DATA SHOWN
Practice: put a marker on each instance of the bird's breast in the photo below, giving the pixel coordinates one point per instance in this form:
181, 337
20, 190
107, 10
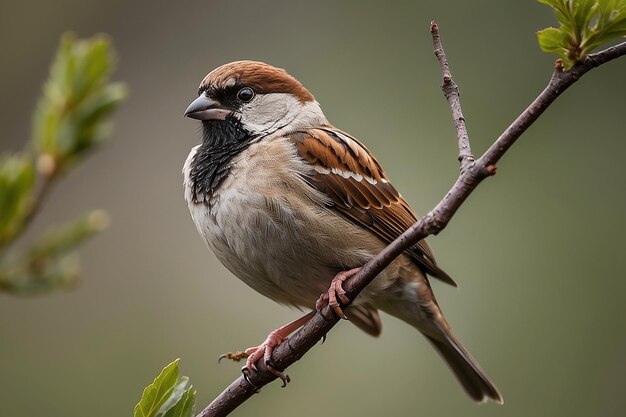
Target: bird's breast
274, 231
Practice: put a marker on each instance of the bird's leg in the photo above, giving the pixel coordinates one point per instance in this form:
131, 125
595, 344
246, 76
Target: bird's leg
336, 290
265, 349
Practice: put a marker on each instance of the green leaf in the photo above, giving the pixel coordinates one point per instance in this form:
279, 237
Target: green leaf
585, 25
76, 101
51, 262
17, 179
184, 406
167, 396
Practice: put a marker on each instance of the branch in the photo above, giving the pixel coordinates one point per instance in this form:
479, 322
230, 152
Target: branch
472, 173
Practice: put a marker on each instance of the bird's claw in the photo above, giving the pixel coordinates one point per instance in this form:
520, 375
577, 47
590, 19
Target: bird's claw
237, 356
336, 291
245, 372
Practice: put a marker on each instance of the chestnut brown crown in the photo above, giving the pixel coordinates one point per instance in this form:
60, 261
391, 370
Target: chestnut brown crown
261, 77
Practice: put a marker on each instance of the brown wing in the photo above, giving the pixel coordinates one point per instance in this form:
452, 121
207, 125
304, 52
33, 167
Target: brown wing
354, 180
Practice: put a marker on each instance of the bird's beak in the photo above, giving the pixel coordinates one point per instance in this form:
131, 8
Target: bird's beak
204, 108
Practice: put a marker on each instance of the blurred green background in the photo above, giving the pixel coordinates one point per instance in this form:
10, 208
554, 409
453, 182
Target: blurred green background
538, 250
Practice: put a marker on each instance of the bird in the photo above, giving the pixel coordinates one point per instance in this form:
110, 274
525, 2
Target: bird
293, 206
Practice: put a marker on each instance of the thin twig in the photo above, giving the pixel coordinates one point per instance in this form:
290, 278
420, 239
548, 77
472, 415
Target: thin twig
304, 339
451, 92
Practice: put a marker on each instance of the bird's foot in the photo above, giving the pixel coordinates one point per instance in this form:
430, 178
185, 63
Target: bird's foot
336, 291
264, 351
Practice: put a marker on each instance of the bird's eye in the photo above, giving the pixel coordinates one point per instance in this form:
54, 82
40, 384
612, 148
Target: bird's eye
245, 94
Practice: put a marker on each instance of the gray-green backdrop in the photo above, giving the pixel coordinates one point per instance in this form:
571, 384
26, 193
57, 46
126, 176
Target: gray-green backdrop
538, 250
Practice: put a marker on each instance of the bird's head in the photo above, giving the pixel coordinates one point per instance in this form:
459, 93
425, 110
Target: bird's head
254, 98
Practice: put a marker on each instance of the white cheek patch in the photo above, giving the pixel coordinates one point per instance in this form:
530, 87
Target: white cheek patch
269, 113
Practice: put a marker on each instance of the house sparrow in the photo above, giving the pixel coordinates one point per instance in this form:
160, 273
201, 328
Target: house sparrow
292, 205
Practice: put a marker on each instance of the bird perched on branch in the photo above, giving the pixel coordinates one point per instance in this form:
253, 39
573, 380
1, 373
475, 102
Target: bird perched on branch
293, 206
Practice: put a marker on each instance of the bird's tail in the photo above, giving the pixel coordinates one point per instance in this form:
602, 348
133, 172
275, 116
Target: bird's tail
469, 373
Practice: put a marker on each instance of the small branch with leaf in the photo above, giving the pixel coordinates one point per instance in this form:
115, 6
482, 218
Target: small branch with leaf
69, 122
585, 25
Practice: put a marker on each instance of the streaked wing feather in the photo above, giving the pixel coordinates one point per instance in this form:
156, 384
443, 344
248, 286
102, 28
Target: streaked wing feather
355, 182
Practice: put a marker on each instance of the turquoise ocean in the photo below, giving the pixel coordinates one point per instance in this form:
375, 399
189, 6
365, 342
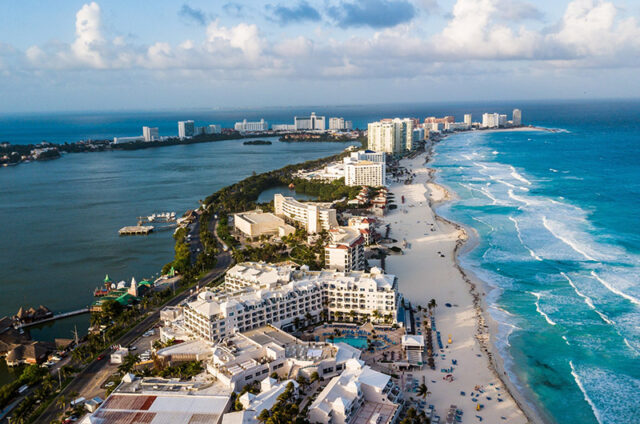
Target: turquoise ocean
557, 216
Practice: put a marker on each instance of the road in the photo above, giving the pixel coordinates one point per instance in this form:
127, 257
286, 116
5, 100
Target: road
95, 374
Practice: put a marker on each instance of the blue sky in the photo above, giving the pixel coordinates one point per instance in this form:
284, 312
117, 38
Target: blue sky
75, 55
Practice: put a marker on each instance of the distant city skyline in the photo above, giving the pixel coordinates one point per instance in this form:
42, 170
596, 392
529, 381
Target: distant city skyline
117, 55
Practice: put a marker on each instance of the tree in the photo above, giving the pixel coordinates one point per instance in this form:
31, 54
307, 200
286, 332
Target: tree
423, 391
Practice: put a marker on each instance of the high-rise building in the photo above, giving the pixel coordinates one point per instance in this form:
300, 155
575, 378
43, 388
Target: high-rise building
490, 120
393, 136
345, 251
364, 173
150, 134
245, 126
185, 129
339, 124
312, 122
517, 117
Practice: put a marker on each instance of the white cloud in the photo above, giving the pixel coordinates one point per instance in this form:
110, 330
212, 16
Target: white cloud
590, 33
89, 39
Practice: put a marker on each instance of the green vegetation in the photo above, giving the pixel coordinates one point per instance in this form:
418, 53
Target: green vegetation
286, 410
413, 417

WHAT THE TASK ASKS
For every line of the data above that contains "below", copy that line.

EXERCISE RESULT
Practice: put a marker on each instance of the bird's breast in the photo below, giving the pixel coordinates one point per instance in this form:
Practice: put a marker on each instance of the turquoise ocean in the photo below, giving the pixel coordinates one point per instance in this form:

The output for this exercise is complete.